**Texto proporcionado:**
━━━━
Bedelyn

Bedelyn era una niña guatemalteca que estaba a punto de cumplir 15 años. De repente, mientras hacía las compras navideñas, asesinaron a un mototaxista y en la muchedumbre se extendió como pólvora un señalamiento: Bedelyn había sido quien disparó.
 
La indignación y el rumor hicieron de las suyas. Bedelyn Esther Orozco Gómez, de 14 años, fue capturada por la turbamulta, arrastrada del pelo, abofeteada y pateada. Luego, no contentos con la sangre y el dolor, fue rociada con gasolina.  Pasaron unos segundos y alguien arrojó un fósforo, convirtiendo a la niña en una tea humana. 
 
Pero Bedelyn seguía moviéndose y gritando, situación que no satisfizo la sed de “justicia” de la turba, por lo cual, un mototaxista decidió ir por un bidón de gasolina y vaciarlo completo sobre la humanidad de la niña. Cinco días después, mientras ella luchaba por su vida, el Ministerio Público guatemalteco continuó con las investigaciones y determinó dos cosas importantes: la primera, que Bedelyn no había disparado arma alguna y la segunda, que el autor material del homicidio era un pandillero, menor de edad, apodado El Iguana.
 
Así funciona la justicia por mano propia. Un rumor esparcido entre la muchedumbre es suficiente para condenar a alguien y ejecutar una sentencia cruel, que puede terminar en la tortura y asesinato de un inocente.  Es que Bedelyn no tuvo un juicio. Nadie presentó pruebas ni testigos, pero unos vecinos, unidos con un grupo de indignados colegas del mototaxista asesinado; aceptaron el rumor como verdad y decidieron castigar “ejemplarmente” a la que consideraron la autora del homicidio.
━━━━
Entradas almacenadas del conjunto de datos:

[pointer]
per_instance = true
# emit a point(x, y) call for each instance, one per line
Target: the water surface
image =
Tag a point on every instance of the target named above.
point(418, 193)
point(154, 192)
━━━━
**Lista de actividades:**
[a] Según el texto sobre Bedelyn, ¿con qué apodo se conocía al autor material del homicidio del mototaxista?
[b] Reanuda el texto sobre Bedelyn a partir de su última oración.

**Respuestas numeradas:**
[a] El Iguana.

[b]
 
En Colombia, cada vez es más frecuente la aparición de nuevos videos de ciudadanos indignados que linchan a presuntos delincuentes, a tal punto que la justicia por mano propia ya cuenta con “himno” en champeta.  A diario, por las redes sociales, se observan nuevas fotografías y videos de hombres y mujeres bañados en sangre, rodeados de ciudadanos enfurecidos que tienen sed de venganza. Un solo comentario, un dedo apuntando en cualquier dirección, es suficiente para encender la hoguera de las pasiones colectivas, desfogando la ira en una persona cualquiera, sin saber en qué va a terminar el linchamiento.  En esos momentos la sensatez, el criterio de justicia y la misericordia desaparecen para dar paso a las pasiones más bajas, en las que se aplaude la mayor sevicia y se desprecia el sentido común como sinónimo de cobardía.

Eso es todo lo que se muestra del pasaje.